SOURCE EXTRACT below:

Tenant demand for retail property continued to fall, though appeared to be holding up for smaller units in favourable locations. There were increasing reports of larger retail premises, or of premises in secondary locations, being repurposed into housing or leisure developments.
Contacts said that rental arrears were building in the retail and hospitality sectors, which could lead to business failures after the moratorium on commercial property evictions is lifted in late March 2022.
Employment and pay
Employment intentions picked up, and recruitment difficulties increased sharply and became more widespread, leading to some upward pressure on pay.
Contacts in most sectors of the economy reported a pickup in hiring and staff turnover. Demand for staff was particularly strong in professional services, hospitality, logistics distribution and warehousing, construction and engineering. In hospitality, some contacts reported needing to recruit workers to replace furloughed staff who had switched jobs during closed periods.
Recruitment difficulties were reported to have become more widespread and acute in recent months, with contacts reporting increasing numbers of unfilled vacancies. Companies in a wide range of sectors reported severe shortages of staff.

End of SOURCE EXTRACT.

## PROMPT A
According to the passage on retail property and employment, when is the moratorium on commercial property evictions expected to be lifted?
## PROMPT B
Write out the passage on retail property and employment from "Employment and pay" up to and including "shortages of staff.".
## PROMPT C
Continue the passage on retail property and employment from its final sentence.
The rows that follow have no connection to the passage on retail property and employment.

AVAILABLE DATA below:

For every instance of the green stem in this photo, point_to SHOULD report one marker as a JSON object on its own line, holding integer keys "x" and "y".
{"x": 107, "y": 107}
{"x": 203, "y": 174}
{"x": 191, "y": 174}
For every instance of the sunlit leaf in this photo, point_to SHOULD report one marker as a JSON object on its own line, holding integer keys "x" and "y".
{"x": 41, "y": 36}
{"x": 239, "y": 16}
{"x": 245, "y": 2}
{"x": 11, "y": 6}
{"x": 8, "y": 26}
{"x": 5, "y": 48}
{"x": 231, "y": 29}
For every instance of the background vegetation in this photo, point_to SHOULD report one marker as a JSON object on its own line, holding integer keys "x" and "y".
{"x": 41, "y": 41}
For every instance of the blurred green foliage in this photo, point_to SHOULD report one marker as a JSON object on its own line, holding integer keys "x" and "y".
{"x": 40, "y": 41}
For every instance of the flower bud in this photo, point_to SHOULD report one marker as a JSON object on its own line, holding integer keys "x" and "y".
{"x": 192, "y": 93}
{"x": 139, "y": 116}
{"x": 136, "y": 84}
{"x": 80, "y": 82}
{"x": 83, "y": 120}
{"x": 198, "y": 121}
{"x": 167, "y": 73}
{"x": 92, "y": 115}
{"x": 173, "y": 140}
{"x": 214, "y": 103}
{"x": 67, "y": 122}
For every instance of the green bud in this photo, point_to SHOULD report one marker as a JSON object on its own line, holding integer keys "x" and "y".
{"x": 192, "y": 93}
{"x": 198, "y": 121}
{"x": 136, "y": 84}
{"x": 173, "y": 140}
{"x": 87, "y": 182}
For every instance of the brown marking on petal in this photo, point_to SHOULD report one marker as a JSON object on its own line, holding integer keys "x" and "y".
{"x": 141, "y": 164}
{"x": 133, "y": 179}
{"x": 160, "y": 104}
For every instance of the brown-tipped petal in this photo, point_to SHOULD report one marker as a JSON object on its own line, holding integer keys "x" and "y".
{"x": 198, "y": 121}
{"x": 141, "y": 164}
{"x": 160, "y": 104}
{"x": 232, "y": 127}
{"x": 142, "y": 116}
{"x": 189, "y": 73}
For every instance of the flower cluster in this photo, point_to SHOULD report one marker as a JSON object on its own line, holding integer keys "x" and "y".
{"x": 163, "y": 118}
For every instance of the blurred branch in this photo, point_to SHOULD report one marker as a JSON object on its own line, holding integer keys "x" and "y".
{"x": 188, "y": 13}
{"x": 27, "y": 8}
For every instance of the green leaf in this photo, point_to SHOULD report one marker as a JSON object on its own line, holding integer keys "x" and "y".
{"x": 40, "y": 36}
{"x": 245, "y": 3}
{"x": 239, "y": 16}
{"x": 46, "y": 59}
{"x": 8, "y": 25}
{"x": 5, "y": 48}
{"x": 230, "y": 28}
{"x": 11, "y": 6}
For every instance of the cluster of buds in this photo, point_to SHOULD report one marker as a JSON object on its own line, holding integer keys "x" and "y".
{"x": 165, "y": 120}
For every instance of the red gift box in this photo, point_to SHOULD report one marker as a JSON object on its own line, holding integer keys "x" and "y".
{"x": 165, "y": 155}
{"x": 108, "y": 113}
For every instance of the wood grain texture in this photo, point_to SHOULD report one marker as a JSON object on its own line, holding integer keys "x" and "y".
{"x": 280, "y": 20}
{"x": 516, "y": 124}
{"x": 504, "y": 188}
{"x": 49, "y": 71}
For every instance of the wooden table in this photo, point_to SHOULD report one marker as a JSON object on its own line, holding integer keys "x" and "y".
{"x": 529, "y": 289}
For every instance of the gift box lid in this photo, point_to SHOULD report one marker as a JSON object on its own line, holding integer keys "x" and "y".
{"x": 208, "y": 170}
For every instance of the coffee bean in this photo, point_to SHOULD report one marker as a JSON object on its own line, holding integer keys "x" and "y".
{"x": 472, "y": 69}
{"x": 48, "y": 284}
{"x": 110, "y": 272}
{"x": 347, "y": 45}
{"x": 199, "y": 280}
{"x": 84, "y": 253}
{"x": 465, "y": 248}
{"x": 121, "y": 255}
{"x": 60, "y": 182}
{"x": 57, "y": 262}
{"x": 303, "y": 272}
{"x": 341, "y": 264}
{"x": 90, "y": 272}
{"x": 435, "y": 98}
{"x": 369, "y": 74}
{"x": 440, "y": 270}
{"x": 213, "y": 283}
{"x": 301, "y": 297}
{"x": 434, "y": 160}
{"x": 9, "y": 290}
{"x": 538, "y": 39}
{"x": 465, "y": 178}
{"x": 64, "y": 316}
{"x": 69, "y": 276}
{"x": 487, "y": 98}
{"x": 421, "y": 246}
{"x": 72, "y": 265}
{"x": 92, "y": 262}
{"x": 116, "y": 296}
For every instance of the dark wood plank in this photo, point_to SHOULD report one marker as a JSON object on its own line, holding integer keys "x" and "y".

End of AVAILABLE DATA.

## FINAL ANSWER A
In late March 2022.

## FINAL ANSWER B
Employment and pay
Employment intentions picked up, and recruitment difficulties increased sharply and became more widespread, leading to some upward pressure on pay.
Contacts in most sectors of the economy reported a pickup in hiring and staff turnover. Demand for staff was particularly strong in professional services, hospitality, logistics distribution and warehousing, construction and engineering. In hospitality, some contacts reported needing to recruit workers to replace furloughed staff who had switched jobs during closed periods.
Recruitment difficulties were reported to have become more widespread and acute in recent months, with contacts reporting increasing numbers of unfilled vacancies. Companies in a wide range of sectors reported severe shortages of staff.

## FINAL ANSWER C
Contacts attributed labour shortages to a combination of factors, such as demand recovering more quickly than expected and having shed too many workers in the early stages of the pandemic. Some companies reported a reduction in the availability of EU workers due to travel restrictions relating to EU withdrawal and Covid. In some sectors, like haulage, an ageing workforce had meant that more workers had left jobs than could be replaced in the short term. And some contacts reported workers switching to jobs that offered better working conditions, more flexibility or greater security.
To address skills shortages, contacts said they were: launching or expanding apprenticeship programmes; hiring remote workers; increasing in-house training; investing in automation; streamlining product lines; increasing hours of existing staff or redeploying staff; and improving non-pay benefits and offering flexible working.
Companies have also increased pay settlements somewhat on average, with awards now typically around 2%–3%. Increases have been significantly higher for skills in particularly short supply, ranging from 10% to 40%. One-off bonuses to retain staff were also reported to have become more commonplace for those with such skills.
Costs and prices
Growing reports of rising costs being passed through to prices, though some costs seen nearing their peak.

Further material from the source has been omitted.